◆ Task prompt ◆
How many lines in the listing below contain the string "wooden"? Reply with the number alone.

(Excerpts from labeled region data)

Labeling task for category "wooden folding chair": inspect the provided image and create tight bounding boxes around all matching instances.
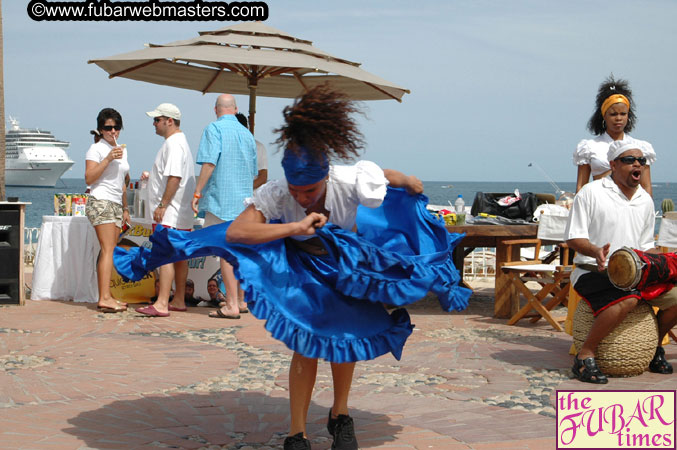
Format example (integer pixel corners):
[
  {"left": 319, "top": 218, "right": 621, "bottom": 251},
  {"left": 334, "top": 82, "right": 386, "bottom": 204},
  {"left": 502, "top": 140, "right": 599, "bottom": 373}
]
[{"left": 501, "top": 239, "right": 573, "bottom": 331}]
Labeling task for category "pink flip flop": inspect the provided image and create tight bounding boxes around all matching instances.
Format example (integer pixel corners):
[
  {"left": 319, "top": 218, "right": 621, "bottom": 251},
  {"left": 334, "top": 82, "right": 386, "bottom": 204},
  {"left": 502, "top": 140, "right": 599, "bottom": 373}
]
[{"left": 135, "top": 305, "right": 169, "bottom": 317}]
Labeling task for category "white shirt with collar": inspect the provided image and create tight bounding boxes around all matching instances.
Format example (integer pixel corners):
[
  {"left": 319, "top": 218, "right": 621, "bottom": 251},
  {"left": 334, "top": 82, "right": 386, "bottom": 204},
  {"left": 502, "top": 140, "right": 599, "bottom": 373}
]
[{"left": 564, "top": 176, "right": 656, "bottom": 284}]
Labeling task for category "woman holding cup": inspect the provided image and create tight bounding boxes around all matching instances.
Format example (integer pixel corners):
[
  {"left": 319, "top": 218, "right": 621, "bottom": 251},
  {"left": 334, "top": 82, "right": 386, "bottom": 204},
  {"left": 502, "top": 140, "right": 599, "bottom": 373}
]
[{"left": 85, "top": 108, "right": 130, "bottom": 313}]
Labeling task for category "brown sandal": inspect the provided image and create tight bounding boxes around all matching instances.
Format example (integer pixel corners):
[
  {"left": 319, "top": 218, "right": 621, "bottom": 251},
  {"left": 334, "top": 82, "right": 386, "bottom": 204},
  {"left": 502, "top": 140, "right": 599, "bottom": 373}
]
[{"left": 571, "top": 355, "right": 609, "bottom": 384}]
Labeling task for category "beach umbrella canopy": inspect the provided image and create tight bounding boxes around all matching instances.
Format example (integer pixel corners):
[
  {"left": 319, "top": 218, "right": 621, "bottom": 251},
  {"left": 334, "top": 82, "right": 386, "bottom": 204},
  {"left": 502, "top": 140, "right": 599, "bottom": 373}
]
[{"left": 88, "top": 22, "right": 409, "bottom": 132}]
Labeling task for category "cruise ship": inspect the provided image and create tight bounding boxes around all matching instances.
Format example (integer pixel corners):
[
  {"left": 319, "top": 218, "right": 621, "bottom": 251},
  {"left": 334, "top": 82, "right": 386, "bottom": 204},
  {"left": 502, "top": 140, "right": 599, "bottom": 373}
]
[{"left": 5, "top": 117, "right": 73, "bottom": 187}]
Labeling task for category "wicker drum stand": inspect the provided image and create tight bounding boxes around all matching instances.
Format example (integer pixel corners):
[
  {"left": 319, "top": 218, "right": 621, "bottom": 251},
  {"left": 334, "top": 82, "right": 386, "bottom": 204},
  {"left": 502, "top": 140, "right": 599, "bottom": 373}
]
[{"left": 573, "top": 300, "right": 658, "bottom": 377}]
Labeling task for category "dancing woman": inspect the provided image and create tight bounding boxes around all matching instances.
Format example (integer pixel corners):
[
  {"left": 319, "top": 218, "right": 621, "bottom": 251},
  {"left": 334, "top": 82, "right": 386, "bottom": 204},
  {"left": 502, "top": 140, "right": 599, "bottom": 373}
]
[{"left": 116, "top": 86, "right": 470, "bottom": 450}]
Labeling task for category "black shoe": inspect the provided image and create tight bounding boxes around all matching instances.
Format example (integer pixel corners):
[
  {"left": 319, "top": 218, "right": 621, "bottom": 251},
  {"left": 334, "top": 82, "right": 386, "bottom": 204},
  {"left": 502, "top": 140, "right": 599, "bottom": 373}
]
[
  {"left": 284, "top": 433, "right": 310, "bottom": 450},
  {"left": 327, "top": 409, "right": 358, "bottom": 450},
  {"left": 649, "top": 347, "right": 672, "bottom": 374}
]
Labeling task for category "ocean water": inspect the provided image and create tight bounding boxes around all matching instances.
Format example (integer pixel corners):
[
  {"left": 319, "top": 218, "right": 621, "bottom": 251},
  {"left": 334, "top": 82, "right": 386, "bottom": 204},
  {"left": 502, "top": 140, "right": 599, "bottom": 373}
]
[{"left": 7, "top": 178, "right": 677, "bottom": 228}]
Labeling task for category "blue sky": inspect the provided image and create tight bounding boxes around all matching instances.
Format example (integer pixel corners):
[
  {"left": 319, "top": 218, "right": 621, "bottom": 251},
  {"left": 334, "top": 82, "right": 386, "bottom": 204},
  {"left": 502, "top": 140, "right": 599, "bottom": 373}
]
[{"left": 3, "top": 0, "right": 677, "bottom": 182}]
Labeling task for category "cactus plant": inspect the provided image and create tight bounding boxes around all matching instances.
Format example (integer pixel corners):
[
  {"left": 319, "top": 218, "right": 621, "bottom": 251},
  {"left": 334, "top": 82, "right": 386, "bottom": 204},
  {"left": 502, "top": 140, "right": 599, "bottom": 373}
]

--

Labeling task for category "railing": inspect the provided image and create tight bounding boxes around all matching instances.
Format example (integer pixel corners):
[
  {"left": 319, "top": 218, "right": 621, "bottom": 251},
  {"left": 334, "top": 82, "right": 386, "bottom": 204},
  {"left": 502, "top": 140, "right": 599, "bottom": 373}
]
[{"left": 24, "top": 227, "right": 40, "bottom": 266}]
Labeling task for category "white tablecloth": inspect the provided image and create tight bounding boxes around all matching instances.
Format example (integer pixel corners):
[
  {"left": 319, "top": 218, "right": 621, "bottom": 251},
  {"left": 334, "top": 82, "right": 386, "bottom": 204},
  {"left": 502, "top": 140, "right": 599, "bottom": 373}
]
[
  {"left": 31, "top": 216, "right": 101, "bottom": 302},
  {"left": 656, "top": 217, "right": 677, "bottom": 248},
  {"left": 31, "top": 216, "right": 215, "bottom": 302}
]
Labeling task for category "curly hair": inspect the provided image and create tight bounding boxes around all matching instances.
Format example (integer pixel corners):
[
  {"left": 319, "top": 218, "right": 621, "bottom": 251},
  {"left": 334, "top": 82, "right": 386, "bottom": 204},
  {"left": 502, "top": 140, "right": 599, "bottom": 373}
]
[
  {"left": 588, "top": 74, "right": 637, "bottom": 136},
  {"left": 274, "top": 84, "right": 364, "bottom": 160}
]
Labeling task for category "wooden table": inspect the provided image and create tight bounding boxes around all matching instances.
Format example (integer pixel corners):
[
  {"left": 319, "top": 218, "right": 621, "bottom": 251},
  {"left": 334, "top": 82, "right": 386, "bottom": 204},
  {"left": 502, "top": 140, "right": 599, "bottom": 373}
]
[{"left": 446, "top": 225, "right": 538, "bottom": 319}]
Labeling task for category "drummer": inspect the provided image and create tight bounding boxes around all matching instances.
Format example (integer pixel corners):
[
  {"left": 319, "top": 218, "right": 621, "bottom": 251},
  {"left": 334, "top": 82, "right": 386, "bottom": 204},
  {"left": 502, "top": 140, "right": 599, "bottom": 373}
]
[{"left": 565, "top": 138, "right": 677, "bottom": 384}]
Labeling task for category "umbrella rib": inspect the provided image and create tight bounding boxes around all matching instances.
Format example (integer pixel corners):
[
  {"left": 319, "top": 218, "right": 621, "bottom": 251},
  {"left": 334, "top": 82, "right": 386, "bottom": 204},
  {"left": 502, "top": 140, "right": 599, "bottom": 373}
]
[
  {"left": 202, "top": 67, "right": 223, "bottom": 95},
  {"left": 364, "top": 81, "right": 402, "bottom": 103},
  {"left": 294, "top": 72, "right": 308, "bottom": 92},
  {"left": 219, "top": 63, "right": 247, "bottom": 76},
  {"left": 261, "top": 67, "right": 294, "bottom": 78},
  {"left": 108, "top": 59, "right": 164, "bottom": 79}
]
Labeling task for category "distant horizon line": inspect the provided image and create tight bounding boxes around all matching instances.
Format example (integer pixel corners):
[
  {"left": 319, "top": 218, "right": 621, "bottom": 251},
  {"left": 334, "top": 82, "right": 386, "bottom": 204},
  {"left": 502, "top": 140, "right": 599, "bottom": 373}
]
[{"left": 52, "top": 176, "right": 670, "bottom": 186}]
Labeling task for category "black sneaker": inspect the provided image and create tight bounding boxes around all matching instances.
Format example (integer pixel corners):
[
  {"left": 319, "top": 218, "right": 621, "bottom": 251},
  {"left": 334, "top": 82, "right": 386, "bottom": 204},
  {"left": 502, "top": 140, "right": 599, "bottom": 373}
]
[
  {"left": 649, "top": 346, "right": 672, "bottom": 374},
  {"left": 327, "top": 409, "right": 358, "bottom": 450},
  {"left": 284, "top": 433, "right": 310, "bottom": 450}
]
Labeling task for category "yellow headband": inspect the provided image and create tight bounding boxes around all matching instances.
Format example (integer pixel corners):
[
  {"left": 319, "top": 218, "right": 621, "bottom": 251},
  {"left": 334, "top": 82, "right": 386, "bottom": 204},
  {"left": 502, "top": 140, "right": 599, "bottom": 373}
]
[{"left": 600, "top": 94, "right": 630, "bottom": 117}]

◆ Task solution ◆
2